*** Block opens ***
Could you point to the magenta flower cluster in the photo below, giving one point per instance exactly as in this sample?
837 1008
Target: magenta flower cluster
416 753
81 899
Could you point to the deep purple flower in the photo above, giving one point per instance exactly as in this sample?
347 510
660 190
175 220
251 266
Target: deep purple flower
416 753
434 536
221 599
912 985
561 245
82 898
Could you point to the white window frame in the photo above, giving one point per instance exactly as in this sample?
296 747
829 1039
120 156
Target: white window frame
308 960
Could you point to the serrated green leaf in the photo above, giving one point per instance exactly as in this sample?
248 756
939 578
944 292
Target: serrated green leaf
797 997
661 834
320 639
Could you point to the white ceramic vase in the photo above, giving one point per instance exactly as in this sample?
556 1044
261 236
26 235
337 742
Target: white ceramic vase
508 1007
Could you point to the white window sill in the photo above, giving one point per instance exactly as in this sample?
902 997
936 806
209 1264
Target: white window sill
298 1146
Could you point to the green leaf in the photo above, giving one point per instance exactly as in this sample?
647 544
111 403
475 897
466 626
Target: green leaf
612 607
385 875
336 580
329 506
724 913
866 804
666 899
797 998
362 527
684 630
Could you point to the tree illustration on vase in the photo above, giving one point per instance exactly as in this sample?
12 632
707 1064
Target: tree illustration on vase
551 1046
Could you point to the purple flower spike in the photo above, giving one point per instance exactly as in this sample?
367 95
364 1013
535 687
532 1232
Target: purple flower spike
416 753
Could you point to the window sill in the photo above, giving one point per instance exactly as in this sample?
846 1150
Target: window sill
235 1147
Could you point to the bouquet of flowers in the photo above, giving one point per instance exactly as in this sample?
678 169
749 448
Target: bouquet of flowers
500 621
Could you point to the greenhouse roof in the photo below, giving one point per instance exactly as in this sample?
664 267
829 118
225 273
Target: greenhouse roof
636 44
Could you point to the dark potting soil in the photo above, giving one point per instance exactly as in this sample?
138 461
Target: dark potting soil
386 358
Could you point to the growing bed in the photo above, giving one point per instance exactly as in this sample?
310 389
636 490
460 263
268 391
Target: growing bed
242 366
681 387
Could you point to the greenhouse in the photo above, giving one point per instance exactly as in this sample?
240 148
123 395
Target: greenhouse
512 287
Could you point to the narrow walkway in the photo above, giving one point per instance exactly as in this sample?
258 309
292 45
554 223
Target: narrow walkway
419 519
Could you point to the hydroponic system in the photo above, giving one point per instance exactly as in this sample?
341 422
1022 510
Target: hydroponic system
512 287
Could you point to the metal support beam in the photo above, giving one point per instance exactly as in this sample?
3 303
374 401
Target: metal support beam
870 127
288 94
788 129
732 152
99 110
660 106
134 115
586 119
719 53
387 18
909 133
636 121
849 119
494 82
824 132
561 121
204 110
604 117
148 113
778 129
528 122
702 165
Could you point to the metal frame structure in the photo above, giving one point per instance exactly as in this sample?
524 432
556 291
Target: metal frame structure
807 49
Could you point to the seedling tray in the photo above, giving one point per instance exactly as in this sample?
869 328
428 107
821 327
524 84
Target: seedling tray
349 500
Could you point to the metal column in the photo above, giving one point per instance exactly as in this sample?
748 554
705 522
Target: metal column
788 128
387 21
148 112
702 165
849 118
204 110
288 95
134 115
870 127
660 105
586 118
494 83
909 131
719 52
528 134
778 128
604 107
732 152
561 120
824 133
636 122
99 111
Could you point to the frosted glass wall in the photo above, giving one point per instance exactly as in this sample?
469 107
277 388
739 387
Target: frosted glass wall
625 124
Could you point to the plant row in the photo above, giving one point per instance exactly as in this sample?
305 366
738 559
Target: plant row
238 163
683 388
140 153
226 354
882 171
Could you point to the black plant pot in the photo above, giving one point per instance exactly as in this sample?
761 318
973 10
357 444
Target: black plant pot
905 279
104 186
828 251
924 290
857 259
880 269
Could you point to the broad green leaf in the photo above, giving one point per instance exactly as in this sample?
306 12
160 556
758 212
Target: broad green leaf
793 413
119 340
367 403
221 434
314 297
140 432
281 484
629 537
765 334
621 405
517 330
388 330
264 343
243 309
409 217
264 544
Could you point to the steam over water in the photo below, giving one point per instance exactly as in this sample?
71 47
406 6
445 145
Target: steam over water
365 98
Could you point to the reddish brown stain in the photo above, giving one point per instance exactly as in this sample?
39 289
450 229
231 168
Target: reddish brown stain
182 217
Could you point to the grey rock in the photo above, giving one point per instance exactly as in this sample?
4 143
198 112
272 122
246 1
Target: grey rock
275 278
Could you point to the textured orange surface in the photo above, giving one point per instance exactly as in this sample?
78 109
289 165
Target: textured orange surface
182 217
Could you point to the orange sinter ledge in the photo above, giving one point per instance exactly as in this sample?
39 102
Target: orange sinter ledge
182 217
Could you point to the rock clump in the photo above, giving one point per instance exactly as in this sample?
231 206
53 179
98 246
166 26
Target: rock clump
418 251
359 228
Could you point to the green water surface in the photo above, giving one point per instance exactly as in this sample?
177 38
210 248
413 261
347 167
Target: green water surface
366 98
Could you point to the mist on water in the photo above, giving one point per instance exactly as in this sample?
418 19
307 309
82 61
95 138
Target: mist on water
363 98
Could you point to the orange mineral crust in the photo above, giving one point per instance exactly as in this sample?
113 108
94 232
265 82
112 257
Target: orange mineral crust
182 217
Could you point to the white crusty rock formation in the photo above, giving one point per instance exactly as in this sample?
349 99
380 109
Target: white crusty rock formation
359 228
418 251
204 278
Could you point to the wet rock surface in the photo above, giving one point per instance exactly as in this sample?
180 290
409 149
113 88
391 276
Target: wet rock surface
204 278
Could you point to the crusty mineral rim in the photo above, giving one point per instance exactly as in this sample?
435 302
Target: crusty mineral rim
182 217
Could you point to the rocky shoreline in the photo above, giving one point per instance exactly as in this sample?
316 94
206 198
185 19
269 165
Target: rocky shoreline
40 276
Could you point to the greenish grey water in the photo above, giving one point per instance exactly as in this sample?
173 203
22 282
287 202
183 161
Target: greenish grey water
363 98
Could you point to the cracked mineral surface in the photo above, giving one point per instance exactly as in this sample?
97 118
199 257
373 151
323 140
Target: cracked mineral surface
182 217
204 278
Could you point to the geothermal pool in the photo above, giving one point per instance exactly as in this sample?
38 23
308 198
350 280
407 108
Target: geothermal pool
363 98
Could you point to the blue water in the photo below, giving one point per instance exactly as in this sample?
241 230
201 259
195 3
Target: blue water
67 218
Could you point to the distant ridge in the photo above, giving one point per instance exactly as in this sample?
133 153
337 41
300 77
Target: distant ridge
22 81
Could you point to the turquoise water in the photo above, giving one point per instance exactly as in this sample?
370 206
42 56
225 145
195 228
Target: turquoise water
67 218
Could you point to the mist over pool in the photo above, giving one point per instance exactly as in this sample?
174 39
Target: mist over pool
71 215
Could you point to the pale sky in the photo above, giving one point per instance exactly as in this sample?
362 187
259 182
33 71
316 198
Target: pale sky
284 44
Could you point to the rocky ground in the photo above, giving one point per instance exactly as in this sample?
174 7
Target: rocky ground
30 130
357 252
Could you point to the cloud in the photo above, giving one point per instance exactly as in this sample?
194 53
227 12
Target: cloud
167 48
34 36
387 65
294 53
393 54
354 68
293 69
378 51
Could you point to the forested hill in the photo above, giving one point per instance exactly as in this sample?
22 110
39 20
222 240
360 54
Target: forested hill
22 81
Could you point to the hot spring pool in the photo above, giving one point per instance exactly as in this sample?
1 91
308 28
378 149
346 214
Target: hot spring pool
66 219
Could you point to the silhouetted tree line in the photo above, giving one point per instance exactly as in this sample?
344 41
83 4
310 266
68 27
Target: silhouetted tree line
*** Block closes ***
ABOUT THIS TASK
Using the records given above, list every line that includes the word "silhouetted".

EXPECTED ANSWER
Could you point to the silhouetted tree line in the photo above, giving one point per instance exactly as in this sample?
Target: silhouetted tree line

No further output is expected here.